Textvorlage -

______

In einem nächsten Schritt widmet sich Longstaffe-Gowan der bekannteren Geschichte des Square, das - wie etwa Bloomsbury Square oder Leicester Square - aus der systematischen Bebauung eines Großgrundbesitzes hervorging. Typisch war hierbei, dass die Plätze in der Mitte von rechteckig, quadratisch oder kreisförmig angeordneten Zeilen möglichst gleichförmig gestalteter Häuser primär dazu dienen sollten, dass die anliegenden Wohnungen luftig und hell waren; außerdem sollten sie Aspekte des ländlichen Raums in der Stadt bewahren. Die Plätze waren - in Anlehnung an kontinentaleuropäische Vorbilder - trotzdem oft nicht oder nur kaum bepflanzt, sondern bestanden aus Kies oder Rasenflächen, die allenfalls durch einige Bäume und dekorative Elemente wie Brunnen oder Statuen aufgelockert waren. Sie wurden nun häufiger von höheren Zäunen umgeben, so dass nur die mit einem Schlüssel ausgestatteten Anwohner Zugang hatten. Alle Probleme löste das freilich nicht: Schlüssel ließen sich fälschen und Zäune einreißen oder überwinden, so dass die Institution des Warden bestehen blieb.

______

Datenteil -

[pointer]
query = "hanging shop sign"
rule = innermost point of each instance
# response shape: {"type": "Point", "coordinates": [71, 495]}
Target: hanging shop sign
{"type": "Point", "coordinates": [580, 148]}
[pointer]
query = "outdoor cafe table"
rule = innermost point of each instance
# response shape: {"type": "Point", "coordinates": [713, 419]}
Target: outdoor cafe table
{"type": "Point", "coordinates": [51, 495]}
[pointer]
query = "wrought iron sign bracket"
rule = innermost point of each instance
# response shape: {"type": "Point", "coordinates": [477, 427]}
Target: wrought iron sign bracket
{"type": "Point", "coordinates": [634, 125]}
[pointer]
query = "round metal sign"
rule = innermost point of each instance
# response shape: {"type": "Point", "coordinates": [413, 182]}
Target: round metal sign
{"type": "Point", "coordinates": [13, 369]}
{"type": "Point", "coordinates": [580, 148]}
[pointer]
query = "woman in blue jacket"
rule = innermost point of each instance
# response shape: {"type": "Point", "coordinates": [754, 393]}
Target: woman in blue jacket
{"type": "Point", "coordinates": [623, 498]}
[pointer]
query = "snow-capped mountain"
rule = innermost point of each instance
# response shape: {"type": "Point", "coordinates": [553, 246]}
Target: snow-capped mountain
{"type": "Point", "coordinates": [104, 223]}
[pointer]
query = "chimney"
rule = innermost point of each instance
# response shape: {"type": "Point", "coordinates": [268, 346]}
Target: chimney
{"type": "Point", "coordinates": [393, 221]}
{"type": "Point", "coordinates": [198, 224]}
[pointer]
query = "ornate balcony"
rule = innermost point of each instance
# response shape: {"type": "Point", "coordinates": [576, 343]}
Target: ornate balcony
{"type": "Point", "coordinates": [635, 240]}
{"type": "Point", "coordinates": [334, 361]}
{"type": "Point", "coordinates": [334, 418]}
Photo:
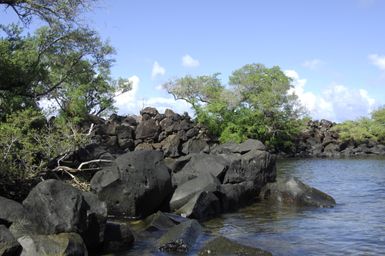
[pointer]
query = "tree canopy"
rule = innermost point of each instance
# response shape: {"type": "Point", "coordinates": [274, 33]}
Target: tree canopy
{"type": "Point", "coordinates": [256, 104]}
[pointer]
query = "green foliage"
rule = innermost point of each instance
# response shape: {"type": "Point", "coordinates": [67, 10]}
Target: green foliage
{"type": "Point", "coordinates": [28, 141]}
{"type": "Point", "coordinates": [364, 129]}
{"type": "Point", "coordinates": [70, 67]}
{"type": "Point", "coordinates": [257, 104]}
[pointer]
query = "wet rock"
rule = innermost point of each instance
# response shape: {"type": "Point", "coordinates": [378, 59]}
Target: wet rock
{"type": "Point", "coordinates": [202, 206]}
{"type": "Point", "coordinates": [11, 211]}
{"type": "Point", "coordinates": [158, 221]}
{"type": "Point", "coordinates": [201, 163]}
{"type": "Point", "coordinates": [224, 246]}
{"type": "Point", "coordinates": [181, 238]}
{"type": "Point", "coordinates": [137, 186]}
{"type": "Point", "coordinates": [8, 244]}
{"type": "Point", "coordinates": [117, 237]}
{"type": "Point", "coordinates": [186, 191]}
{"type": "Point", "coordinates": [70, 244]}
{"type": "Point", "coordinates": [292, 191]}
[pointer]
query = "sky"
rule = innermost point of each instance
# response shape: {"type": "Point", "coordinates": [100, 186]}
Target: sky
{"type": "Point", "coordinates": [333, 49]}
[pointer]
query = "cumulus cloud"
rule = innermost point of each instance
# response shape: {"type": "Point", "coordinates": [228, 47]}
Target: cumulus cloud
{"type": "Point", "coordinates": [157, 70]}
{"type": "Point", "coordinates": [378, 60]}
{"type": "Point", "coordinates": [189, 62]}
{"type": "Point", "coordinates": [312, 64]}
{"type": "Point", "coordinates": [336, 103]}
{"type": "Point", "coordinates": [131, 103]}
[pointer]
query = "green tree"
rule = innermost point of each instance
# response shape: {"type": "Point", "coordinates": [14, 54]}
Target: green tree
{"type": "Point", "coordinates": [71, 67]}
{"type": "Point", "coordinates": [257, 104]}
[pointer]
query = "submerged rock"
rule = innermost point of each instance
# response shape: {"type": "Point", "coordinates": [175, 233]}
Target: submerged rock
{"type": "Point", "coordinates": [292, 191]}
{"type": "Point", "coordinates": [223, 246]}
{"type": "Point", "coordinates": [181, 238]}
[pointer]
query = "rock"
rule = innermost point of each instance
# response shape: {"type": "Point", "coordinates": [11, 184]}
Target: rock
{"type": "Point", "coordinates": [171, 146]}
{"type": "Point", "coordinates": [8, 244]}
{"type": "Point", "coordinates": [137, 186]}
{"type": "Point", "coordinates": [181, 238]}
{"type": "Point", "coordinates": [234, 196]}
{"type": "Point", "coordinates": [70, 244]}
{"type": "Point", "coordinates": [147, 129]}
{"type": "Point", "coordinates": [256, 166]}
{"type": "Point", "coordinates": [56, 207]}
{"type": "Point", "coordinates": [201, 163]}
{"type": "Point", "coordinates": [11, 211]}
{"type": "Point", "coordinates": [202, 206]}
{"type": "Point", "coordinates": [223, 246]}
{"type": "Point", "coordinates": [117, 237]}
{"type": "Point", "coordinates": [194, 146]}
{"type": "Point", "coordinates": [242, 148]}
{"type": "Point", "coordinates": [158, 221]}
{"type": "Point", "coordinates": [186, 191]}
{"type": "Point", "coordinates": [292, 191]}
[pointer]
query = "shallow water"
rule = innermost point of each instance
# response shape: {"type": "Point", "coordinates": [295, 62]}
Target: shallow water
{"type": "Point", "coordinates": [356, 226]}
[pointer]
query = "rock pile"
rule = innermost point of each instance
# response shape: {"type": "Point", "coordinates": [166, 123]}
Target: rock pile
{"type": "Point", "coordinates": [320, 140]}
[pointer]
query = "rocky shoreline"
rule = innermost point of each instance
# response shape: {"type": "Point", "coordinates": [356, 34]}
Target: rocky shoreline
{"type": "Point", "coordinates": [160, 169]}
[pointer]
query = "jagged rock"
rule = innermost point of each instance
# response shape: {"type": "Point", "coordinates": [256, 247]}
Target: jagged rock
{"type": "Point", "coordinates": [70, 244]}
{"type": "Point", "coordinates": [186, 191]}
{"type": "Point", "coordinates": [136, 186]}
{"type": "Point", "coordinates": [203, 205]}
{"type": "Point", "coordinates": [147, 129]}
{"type": "Point", "coordinates": [256, 166]}
{"type": "Point", "coordinates": [195, 146]}
{"type": "Point", "coordinates": [234, 196]}
{"type": "Point", "coordinates": [201, 163]}
{"type": "Point", "coordinates": [224, 246]}
{"type": "Point", "coordinates": [11, 211]}
{"type": "Point", "coordinates": [56, 207]}
{"type": "Point", "coordinates": [292, 191]}
{"type": "Point", "coordinates": [158, 221]}
{"type": "Point", "coordinates": [171, 146]}
{"type": "Point", "coordinates": [180, 238]}
{"type": "Point", "coordinates": [117, 237]}
{"type": "Point", "coordinates": [8, 244]}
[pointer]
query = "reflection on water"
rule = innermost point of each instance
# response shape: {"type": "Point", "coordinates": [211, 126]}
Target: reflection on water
{"type": "Point", "coordinates": [356, 226]}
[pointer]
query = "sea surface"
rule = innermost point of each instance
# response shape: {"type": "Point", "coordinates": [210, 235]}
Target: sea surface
{"type": "Point", "coordinates": [356, 226]}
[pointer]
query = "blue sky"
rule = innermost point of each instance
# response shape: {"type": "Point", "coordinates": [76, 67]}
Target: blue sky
{"type": "Point", "coordinates": [334, 50]}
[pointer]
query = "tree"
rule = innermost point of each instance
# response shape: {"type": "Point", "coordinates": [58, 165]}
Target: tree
{"type": "Point", "coordinates": [257, 104]}
{"type": "Point", "coordinates": [71, 67]}
{"type": "Point", "coordinates": [64, 12]}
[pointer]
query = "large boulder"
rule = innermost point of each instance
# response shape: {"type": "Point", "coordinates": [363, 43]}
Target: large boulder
{"type": "Point", "coordinates": [256, 166]}
{"type": "Point", "coordinates": [291, 191]}
{"type": "Point", "coordinates": [136, 186]}
{"type": "Point", "coordinates": [11, 211]}
{"type": "Point", "coordinates": [181, 238]}
{"type": "Point", "coordinates": [199, 164]}
{"type": "Point", "coordinates": [186, 191]}
{"type": "Point", "coordinates": [8, 244]}
{"type": "Point", "coordinates": [224, 246]}
{"type": "Point", "coordinates": [203, 205]}
{"type": "Point", "coordinates": [66, 244]}
{"type": "Point", "coordinates": [56, 207]}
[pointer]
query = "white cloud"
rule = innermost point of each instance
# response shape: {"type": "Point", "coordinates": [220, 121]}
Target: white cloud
{"type": "Point", "coordinates": [312, 64]}
{"type": "Point", "coordinates": [157, 70]}
{"type": "Point", "coordinates": [378, 60]}
{"type": "Point", "coordinates": [189, 62]}
{"type": "Point", "coordinates": [335, 103]}
{"type": "Point", "coordinates": [131, 103]}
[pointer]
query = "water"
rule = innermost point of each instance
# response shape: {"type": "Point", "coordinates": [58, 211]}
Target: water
{"type": "Point", "coordinates": [356, 226]}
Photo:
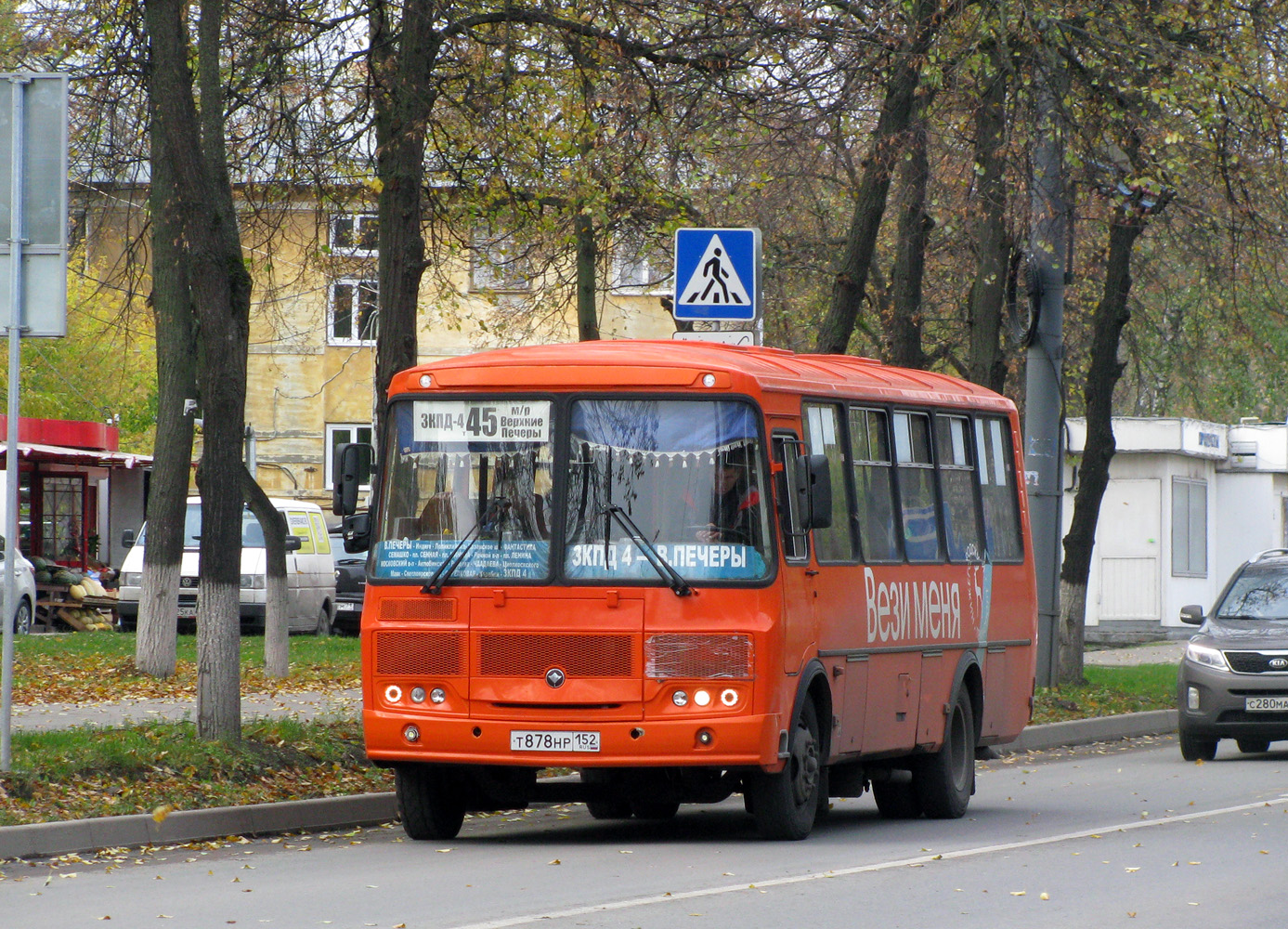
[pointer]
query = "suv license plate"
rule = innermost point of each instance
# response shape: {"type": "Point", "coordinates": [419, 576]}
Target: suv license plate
{"type": "Point", "coordinates": [1265, 703]}
{"type": "Point", "coordinates": [545, 739]}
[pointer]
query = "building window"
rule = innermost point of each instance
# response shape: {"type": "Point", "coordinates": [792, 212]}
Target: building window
{"type": "Point", "coordinates": [339, 435]}
{"type": "Point", "coordinates": [499, 265]}
{"type": "Point", "coordinates": [353, 233]}
{"type": "Point", "coordinates": [1189, 529]}
{"type": "Point", "coordinates": [636, 268]}
{"type": "Point", "coordinates": [352, 312]}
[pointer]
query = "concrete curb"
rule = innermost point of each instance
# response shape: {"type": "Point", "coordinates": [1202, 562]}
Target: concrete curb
{"type": "Point", "coordinates": [370, 809]}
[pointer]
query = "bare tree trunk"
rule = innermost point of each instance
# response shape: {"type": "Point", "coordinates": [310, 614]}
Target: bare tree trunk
{"type": "Point", "coordinates": [869, 203]}
{"type": "Point", "coordinates": [987, 361]}
{"type": "Point", "coordinates": [1102, 373]}
{"type": "Point", "coordinates": [904, 327]}
{"type": "Point", "coordinates": [588, 316]}
{"type": "Point", "coordinates": [276, 626]}
{"type": "Point", "coordinates": [219, 285]}
{"type": "Point", "coordinates": [402, 62]}
{"type": "Point", "coordinates": [159, 598]}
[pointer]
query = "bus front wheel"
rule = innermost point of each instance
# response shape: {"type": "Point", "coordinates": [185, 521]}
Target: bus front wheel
{"type": "Point", "coordinates": [430, 802]}
{"type": "Point", "coordinates": [785, 805]}
{"type": "Point", "coordinates": [945, 779]}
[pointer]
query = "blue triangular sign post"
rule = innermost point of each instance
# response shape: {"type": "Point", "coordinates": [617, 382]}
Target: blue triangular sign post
{"type": "Point", "coordinates": [718, 275]}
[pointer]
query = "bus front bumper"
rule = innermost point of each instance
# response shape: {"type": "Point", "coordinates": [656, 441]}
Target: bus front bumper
{"type": "Point", "coordinates": [716, 741]}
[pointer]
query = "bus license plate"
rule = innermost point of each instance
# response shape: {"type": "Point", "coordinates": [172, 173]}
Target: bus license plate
{"type": "Point", "coordinates": [1265, 703]}
{"type": "Point", "coordinates": [539, 739]}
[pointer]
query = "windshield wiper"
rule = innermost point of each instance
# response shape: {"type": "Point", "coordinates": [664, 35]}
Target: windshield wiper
{"type": "Point", "coordinates": [462, 548]}
{"type": "Point", "coordinates": [681, 586]}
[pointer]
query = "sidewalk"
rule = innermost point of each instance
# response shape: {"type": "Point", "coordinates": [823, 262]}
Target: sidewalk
{"type": "Point", "coordinates": [367, 809]}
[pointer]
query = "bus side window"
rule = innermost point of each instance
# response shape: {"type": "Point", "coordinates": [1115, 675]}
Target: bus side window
{"type": "Point", "coordinates": [997, 489]}
{"type": "Point", "coordinates": [787, 453]}
{"type": "Point", "coordinates": [823, 430]}
{"type": "Point", "coordinates": [916, 476]}
{"type": "Point", "coordinates": [957, 489]}
{"type": "Point", "coordinates": [869, 452]}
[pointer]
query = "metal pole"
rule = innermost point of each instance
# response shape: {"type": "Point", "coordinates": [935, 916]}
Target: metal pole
{"type": "Point", "coordinates": [10, 522]}
{"type": "Point", "coordinates": [1044, 412]}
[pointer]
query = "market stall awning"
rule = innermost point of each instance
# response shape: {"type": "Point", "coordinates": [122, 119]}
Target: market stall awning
{"type": "Point", "coordinates": [50, 453]}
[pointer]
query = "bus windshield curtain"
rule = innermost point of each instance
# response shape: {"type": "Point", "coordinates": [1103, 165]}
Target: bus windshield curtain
{"type": "Point", "coordinates": [669, 425]}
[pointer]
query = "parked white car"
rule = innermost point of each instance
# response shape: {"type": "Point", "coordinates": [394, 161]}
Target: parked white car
{"type": "Point", "coordinates": [309, 571]}
{"type": "Point", "coordinates": [26, 590]}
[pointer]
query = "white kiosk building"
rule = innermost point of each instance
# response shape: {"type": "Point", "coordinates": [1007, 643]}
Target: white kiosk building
{"type": "Point", "coordinates": [1188, 502]}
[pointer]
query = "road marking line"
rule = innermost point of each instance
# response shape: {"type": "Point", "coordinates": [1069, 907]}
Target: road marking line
{"type": "Point", "coordinates": [862, 869]}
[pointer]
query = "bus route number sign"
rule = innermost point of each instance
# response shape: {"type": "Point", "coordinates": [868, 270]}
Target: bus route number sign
{"type": "Point", "coordinates": [481, 420]}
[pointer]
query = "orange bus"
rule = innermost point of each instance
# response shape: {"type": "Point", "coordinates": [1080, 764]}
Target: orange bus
{"type": "Point", "coordinates": [685, 571]}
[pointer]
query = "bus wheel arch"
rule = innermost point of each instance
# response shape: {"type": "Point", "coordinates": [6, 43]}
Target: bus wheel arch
{"type": "Point", "coordinates": [944, 779]}
{"type": "Point", "coordinates": [786, 803]}
{"type": "Point", "coordinates": [430, 800]}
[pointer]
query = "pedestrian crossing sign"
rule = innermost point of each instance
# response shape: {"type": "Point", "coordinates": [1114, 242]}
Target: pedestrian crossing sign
{"type": "Point", "coordinates": [718, 275]}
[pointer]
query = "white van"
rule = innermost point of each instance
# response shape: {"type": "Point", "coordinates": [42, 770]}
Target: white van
{"type": "Point", "coordinates": [309, 571]}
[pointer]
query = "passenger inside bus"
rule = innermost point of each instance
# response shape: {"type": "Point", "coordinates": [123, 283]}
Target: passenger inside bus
{"type": "Point", "coordinates": [735, 506]}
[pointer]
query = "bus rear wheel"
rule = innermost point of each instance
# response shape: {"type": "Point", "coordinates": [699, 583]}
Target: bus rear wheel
{"type": "Point", "coordinates": [945, 779]}
{"type": "Point", "coordinates": [430, 802]}
{"type": "Point", "coordinates": [785, 805]}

______

Durchzuführende Aufgaben -
1 - Nennen Sie alle geometrischen Formen, in denen laut der Textvorlage über die Squares die Häuserzeilen um die Plätze angeordnet waren.
2 - Wer hatte laut der Textvorlage Zugang zu den von höheren Zäunen umgebenen Plätzen?

Ergebnisse der Übung -
1 - rechteckig, quadratisch, kreisförmig

2 - Nur die mit einem Schlüssel ausgestatteten Anwohner.